» Extrait de page
===
Voix d'Afrique N°56
RDC

A KINSHASA, une Source pour Tous

Le Père Jean-Baptiste Marchais, originaire de Nantes, est missionnaire au Congo Kinshasa depuis une cinquantaine d'années. Il nous livre son expérience dans un quartier de la capitale.


Kinshasa, la mégapole près de l'équateur, étale ses artères au bord de l'immense fleuve Congo. Sur des kilomètres et des kilomètres, les larges avenues rectilignes sont bordées de maisons de toutes tailles et de pavillons coquets ou délabrés. Après le centre et ses buildings, les résidences côtoient les bidonvilles .

Avec les Kinois de Salongo.
===
» Matériel fourni
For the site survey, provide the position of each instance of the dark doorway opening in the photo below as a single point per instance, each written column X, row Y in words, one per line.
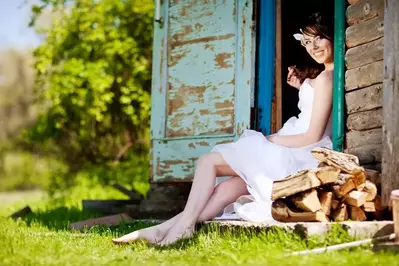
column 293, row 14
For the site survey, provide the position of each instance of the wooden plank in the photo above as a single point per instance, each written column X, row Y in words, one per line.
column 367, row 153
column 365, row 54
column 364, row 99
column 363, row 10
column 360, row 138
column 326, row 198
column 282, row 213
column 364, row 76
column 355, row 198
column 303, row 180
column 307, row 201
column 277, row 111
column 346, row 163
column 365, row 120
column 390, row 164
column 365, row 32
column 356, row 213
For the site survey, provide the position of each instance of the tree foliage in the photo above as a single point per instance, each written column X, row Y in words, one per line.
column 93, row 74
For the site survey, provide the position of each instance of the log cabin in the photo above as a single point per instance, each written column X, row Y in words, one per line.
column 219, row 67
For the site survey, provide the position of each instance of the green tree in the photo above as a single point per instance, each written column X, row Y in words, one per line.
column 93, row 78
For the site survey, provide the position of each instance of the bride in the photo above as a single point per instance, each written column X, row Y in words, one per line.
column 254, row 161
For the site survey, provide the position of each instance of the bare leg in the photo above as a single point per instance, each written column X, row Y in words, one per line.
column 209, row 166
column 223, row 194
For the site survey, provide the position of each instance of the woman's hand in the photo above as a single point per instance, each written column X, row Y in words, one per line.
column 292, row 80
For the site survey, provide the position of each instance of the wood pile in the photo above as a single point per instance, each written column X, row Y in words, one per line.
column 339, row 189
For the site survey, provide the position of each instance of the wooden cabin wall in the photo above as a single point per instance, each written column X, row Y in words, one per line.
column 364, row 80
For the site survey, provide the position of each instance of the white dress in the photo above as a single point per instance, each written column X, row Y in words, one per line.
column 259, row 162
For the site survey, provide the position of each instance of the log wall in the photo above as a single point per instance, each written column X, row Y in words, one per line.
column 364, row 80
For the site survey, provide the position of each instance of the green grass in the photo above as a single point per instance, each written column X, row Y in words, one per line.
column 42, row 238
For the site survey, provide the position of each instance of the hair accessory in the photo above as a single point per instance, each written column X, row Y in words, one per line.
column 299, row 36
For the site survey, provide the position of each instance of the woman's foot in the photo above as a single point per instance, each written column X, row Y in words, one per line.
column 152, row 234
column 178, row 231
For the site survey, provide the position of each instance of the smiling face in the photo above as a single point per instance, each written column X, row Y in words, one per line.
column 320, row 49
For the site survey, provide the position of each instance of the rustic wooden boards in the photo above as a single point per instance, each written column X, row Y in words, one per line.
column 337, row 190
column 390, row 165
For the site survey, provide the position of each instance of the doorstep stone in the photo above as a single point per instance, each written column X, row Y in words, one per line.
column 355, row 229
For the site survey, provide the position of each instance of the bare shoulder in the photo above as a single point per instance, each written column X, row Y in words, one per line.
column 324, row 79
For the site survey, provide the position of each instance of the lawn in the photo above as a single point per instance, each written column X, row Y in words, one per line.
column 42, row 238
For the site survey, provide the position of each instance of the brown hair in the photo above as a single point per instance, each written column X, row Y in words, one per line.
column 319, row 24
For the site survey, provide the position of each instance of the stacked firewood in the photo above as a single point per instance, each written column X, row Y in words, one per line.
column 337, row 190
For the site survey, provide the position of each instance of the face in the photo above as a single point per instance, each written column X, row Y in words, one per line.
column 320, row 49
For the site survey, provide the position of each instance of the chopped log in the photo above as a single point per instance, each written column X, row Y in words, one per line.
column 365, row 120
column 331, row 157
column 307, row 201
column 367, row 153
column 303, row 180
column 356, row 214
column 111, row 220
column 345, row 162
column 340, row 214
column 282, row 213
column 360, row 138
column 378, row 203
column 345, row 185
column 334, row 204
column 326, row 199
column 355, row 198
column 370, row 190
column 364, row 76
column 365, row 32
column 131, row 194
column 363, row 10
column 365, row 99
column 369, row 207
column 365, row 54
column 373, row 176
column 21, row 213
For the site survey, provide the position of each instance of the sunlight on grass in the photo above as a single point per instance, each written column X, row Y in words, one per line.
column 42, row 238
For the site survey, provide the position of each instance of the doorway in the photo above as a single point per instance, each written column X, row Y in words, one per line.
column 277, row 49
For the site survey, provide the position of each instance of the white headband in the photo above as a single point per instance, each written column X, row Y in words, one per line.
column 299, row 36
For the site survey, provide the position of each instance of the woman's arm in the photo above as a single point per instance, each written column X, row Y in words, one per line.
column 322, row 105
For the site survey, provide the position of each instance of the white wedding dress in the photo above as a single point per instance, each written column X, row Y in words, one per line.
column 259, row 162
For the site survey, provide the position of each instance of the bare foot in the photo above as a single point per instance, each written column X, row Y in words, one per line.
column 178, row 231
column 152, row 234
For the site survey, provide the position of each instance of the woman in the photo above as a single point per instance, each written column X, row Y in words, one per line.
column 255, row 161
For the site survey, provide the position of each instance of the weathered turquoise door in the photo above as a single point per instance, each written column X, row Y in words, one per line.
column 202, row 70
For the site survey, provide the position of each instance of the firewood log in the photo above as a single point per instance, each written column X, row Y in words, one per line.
===
» Consigne
Reprenez l'article sur la mission à Kinshasa et poursuivez-le à partir de sa dernière phrase.

» Résultat
A 20 km. du centre ville, à Salongo, on est encore à Kinshasa ; une maison basse à côté d'autres résidences ne fait rien pour attirer l'attention ; elle rentre dans le rang des constructions larges mais basses au milieu des pelouses , des parterres de fleurs ou des jardins broussailleux, à l'ombre de flamboyants et de jacarandas. Rien ne la différencie de ses voisines si ce n'est la pancarte à l'entrée : les Pères Blancs, missionnaires d'Afrique. Ce n'est pas une paroisse, il n'y a pas d'église dans les environs ; les Pères blancs, autrefois, avaient besoin d'une " procure " permanente pour assurer le lien avec les administrations de la capitale (permis, licences, visas ou billets d'avion) au service des centaines de missionnaires dispersés dans l'immense pays ; c'était un pied à terre pour ceux qui partaient ou revenaient de congé, pour les étudiants et les visiteurs. Puis le service de la maison a évolué : Aloïs, allemand, s'occupe des relations avec l'Islam pour l'archidiocèse de Kinshasa, Franz et Luc, belges, sont responsables d'une paroisse à une dizaine de kilomètres, et Jean Baptiste Marchais est le permanent, économe …et hôte, car la maison de Salongo est une sorte d'hôtellerie : la maison des Pères est la maison de tout le monde.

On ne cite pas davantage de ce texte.